_Exercise requirements_:
- 1) Echo the AWK forum thread verbatim, from "Just not sure how, once" up to and including "filename in there.".
- 2) In the AWK forum thread, what does the reply say to leave off the command until you are sure it is working right?

_Supplied passage_:
------------

Google Groups no longer supports new Usenet posts or subscriptions. Historical content remains viewable.
Dismiss

Changing $1

75 views
Skip to first unread message

Steve Graham

unread,
Oct 16, 2014, 7:39:12 PM10/16/14
to
I have a file full of file names, such as PSOP1.DAT. In another
directory there are corresponding file names, but they end in .m,
instead of .DAT.

I want to create an AWK script which will do a diff against each one of
these pairs of files.

Just not sure how, once I've gotten the name in one directory (i.e.
PSOP1.DAT), I can change that into the name in the corresponding
directory (i.e. PSOP1.m).

This will print a list of the original filenames, with an extra space
between them. Just not sure how to get the modified filename in there.

awk '{rtn1=$1; cmd="echo diff " rtn1 "; echo \n"; system(cmd)}' dir.txt

Any ideas?

Thanks, Steve

Kenny McCormack

unread,
Oct 16, 2014, 7:51:08 PM10/16/14
to
In article <m1pkuu$gun$1...@speranza.aioe.org>,
Steve Graham <jsgra...@yahoo.com> wrote:
>I have a file full of file names, such as PSOP1.DAT. In another
>directory there are corresponding file names, but they end in .m,
>instead of .DAT.

First of all, the best way to change $1 is 4 quarters.

>I want to create an AWK script which will do a diff against each one of
>these pairs of files.

I would do it like this:

gawk '{ print "diff",$0,"OtherDir/"gensub(/.DAT$/,".m",1) }' | sh

Do it without the "| sh" until you are sure it is working right.

Also, you will need to quote the filenames if there are any spaces or other
weird characters in the filenames. This is left as an exercise for the
reader.

--
There are two kinds of Republicans: Billionaires and suckers.

------------

_Dataset section_:
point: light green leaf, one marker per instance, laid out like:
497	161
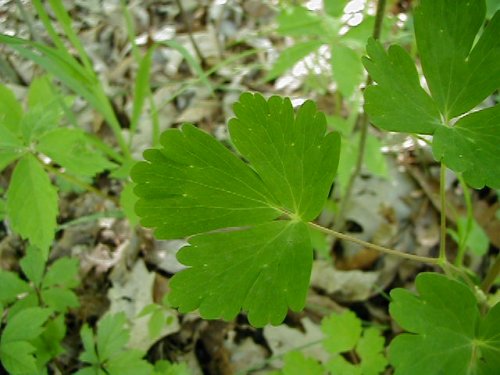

------------

_Responses_:
- 1)
Just not sure how, once I've gotten the name in one directory (i.e.
PSOP1.DAT), I can change that into the name in the corresponding
directory (i.e. PSOP1.m).

This will print a list of the original filenames, with an extra space
between them. Just not sure how to get the modified filename in there.

- 2) The "| sh" at the end of the command.